<<<<

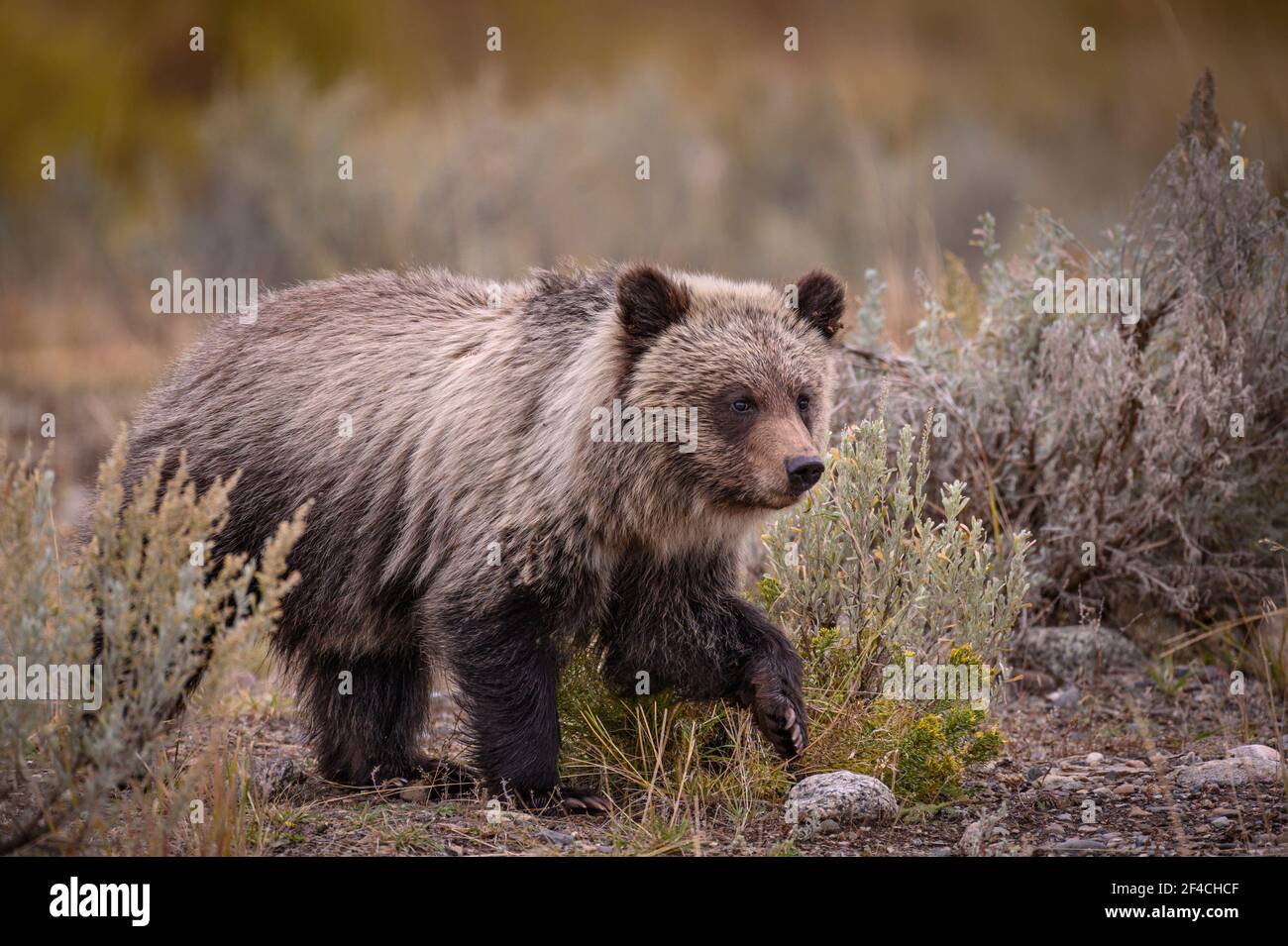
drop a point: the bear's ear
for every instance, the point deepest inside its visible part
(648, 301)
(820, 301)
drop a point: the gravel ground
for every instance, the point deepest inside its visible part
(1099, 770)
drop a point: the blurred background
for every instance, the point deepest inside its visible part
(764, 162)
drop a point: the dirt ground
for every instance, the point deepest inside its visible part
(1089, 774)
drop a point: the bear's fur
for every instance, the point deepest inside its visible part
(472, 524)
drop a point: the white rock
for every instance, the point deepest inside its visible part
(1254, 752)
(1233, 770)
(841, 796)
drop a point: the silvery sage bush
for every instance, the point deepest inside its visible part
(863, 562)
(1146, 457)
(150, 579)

>>>>

### INSTRUCTION
Please write out the stretch from the start of the material through the line that contains "(1089, 774)" again, every line of it, and add 132 to each number in the answer coordinates. Leave the pictures out.

### WORKED ANSWER
drop a point: the bear's ear
for every instance, the point deepest inside its visible part
(780, 433)
(952, 433)
drop a point: the gravel ground
for every instance, the point deepest inside its visible part
(1231, 902)
drop a point: the blurred background
for every instance, the point deepest inside its visible part
(896, 294)
drop a point: the dirt ground
for every instance, the point deepest inside its visible part
(1221, 906)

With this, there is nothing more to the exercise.